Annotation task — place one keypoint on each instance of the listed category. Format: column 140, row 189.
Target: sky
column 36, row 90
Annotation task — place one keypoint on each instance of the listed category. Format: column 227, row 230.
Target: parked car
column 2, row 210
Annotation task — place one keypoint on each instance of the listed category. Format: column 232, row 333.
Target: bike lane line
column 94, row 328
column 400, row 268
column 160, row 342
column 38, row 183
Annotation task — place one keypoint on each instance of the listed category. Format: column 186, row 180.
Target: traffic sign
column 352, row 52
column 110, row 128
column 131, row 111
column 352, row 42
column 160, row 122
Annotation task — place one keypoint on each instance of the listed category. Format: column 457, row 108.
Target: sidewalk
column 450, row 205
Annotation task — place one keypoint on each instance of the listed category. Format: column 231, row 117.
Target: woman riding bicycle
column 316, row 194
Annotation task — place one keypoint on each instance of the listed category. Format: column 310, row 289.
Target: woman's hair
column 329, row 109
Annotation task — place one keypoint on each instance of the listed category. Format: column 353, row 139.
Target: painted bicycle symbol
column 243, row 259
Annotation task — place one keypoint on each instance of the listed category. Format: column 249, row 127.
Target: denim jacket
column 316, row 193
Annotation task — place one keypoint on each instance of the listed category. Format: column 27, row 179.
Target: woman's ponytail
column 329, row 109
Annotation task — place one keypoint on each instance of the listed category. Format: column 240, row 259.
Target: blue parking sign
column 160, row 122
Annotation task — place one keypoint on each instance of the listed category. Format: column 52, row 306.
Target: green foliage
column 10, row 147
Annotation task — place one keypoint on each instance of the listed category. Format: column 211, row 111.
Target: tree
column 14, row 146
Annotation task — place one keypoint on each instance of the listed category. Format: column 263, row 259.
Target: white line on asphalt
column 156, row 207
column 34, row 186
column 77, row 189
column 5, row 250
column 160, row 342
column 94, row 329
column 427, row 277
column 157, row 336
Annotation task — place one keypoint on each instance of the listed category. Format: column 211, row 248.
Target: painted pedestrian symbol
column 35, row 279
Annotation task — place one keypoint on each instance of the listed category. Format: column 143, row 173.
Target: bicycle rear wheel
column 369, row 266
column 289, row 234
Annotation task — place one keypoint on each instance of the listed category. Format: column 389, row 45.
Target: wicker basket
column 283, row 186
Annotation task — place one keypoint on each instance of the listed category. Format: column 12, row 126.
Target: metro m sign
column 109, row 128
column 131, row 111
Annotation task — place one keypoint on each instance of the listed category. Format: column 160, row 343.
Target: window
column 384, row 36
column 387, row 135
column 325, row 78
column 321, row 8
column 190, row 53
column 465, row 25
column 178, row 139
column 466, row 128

---------------

• _TASK DIRECTIONS_: Reproduce all of the material above verbatim, from its first line to its last, without altering anything.

• _SOLUTION BELOW_:
Annotation task — place one keypoint on each instance of the listed category. Format: column 140, row 189.
Target: sky
column 36, row 90
Annotation task — place one keypoint on each instance of the listed category. Format: column 227, row 230.
Target: parked car
column 2, row 210
Annotation task — place one keypoint on each instance of the listed category. Format: column 232, row 333.
Target: bike lane line
column 94, row 328
column 400, row 268
column 160, row 342
column 38, row 183
Annotation task — place one keypoint on each instance of the listed category. Format: column 186, row 180.
Target: traffic sign
column 352, row 52
column 110, row 128
column 131, row 111
column 352, row 42
column 160, row 122
Annotation task — place one keypoint on each instance of the listed category. Format: column 457, row 108.
Target: sidewalk
column 450, row 205
Annotation task — place one keypoint on each instance of the listed category. Format: column 231, row 117.
Target: woman riding bicycle
column 316, row 194
Annotation task — place one keypoint on each instance of the listed category. Format: column 310, row 289.
Target: woman's hair
column 329, row 109
Annotation task — place one keypoint on each instance of the listed category. Format: column 353, row 139.
Target: painted bicycle symbol
column 243, row 259
Annotation task — place one keypoint on each instance of the listed category. Format: column 249, row 127.
Target: denim jacket
column 316, row 193
Annotation task — place one keypoint on each instance of the listed category. Format: column 27, row 179.
Target: woman's ponytail
column 329, row 109
Annotation task — place one keypoint on each instance of the listed category. Format: column 240, row 259.
Target: blue parking sign
column 160, row 122
Annotation task — place one keypoint on each instance of the listed category. Format: column 52, row 306.
Target: green foliage
column 10, row 147
Annotation task — place one keypoint on each instance of the listed category. Format: column 211, row 111.
Target: tree
column 14, row 146
Annotation task — place one keypoint on each instance of the listed category. Format: column 263, row 259.
Target: white line on asphalt
column 156, row 207
column 34, row 186
column 77, row 189
column 5, row 250
column 160, row 342
column 94, row 329
column 427, row 277
column 157, row 336
Annotation task — place one keypoint on each instance of the listed category. Format: column 211, row 248.
Target: painted pedestrian symbol
column 35, row 279
Annotation task — place one keypoint on each instance of the listed category. Format: column 143, row 173.
Target: bicycle rear wheel
column 369, row 266
column 289, row 234
Annotation task — place one keypoint on each instance of the listed category. Format: column 389, row 45.
Target: wicker basket
column 283, row 186
Annotation task — place one keypoint on each instance of the listed category. Format: column 12, row 126.
Target: metro m sign
column 109, row 128
column 131, row 111
Annotation task — place one keypoint on each instance of the listed category. Format: column 160, row 343.
Target: window
column 384, row 36
column 387, row 135
column 325, row 78
column 321, row 8
column 190, row 53
column 465, row 25
column 178, row 139
column 466, row 128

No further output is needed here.